## Direction
Reproduce all of the rows below, requests included, but multiply every corner coordinate in the answers by 1.3 and round each result to a whole number, rounding halves up. Leave the pictures out of your reproduction.

[Collected data entries]
....

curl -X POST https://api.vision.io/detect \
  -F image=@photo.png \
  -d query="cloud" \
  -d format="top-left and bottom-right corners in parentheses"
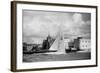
top-left (23, 10), bottom-right (91, 42)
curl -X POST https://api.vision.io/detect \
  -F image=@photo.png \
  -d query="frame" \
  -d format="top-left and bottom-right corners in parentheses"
top-left (11, 1), bottom-right (97, 72)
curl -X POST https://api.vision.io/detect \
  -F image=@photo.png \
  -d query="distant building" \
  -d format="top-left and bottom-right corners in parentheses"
top-left (64, 37), bottom-right (91, 50)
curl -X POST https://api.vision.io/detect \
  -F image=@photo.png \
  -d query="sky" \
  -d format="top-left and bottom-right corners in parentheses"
top-left (22, 10), bottom-right (91, 42)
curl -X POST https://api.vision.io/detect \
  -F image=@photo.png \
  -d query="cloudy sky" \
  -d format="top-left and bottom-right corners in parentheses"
top-left (22, 10), bottom-right (91, 42)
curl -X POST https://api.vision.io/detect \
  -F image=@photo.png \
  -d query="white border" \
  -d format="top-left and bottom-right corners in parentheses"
top-left (17, 4), bottom-right (96, 69)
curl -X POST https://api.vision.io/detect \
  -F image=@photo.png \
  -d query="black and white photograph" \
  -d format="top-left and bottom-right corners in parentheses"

....

## Response to this exercise
curl -X POST https://api.vision.io/detect \
  -F image=@photo.png \
  -d query="cloud" \
  -d format="top-left and bottom-right corners in parentheses"
top-left (30, 13), bottom-right (118, 55)
curl -X POST https://api.vision.io/detect \
  -F image=@photo.png \
  -d query="frame" \
  -d format="top-left and bottom-right corners in parentheses"
top-left (14, 1), bottom-right (126, 94)
curl -X POST https://api.vision.io/detect \
  -F image=@photo.png \
  -d query="distant building" \
  -d format="top-left and bottom-right corners in parentheses"
top-left (83, 48), bottom-right (118, 65)
curl -X POST https://api.vision.io/detect \
  -F image=@photo.png \
  -d query="sky" \
  -d format="top-left and bottom-right corners in parentheses"
top-left (29, 13), bottom-right (118, 55)
curl -X POST https://api.vision.io/detect \
  -F image=@photo.png \
  -d query="cloudy sky" \
  -d format="top-left and bottom-right corners in parentheses"
top-left (29, 13), bottom-right (118, 55)
curl -X POST https://api.vision.io/detect \
  -F image=@photo.png \
  -d query="white border" \
  -d format="top-left and bottom-right corners in parentheses"
top-left (22, 5), bottom-right (125, 90)
curl -X POST https://api.vision.io/detect \
  -F image=@photo.png \
  -d query="black and white photograph" \
  -d format="top-left and bottom-right corners in parentheses"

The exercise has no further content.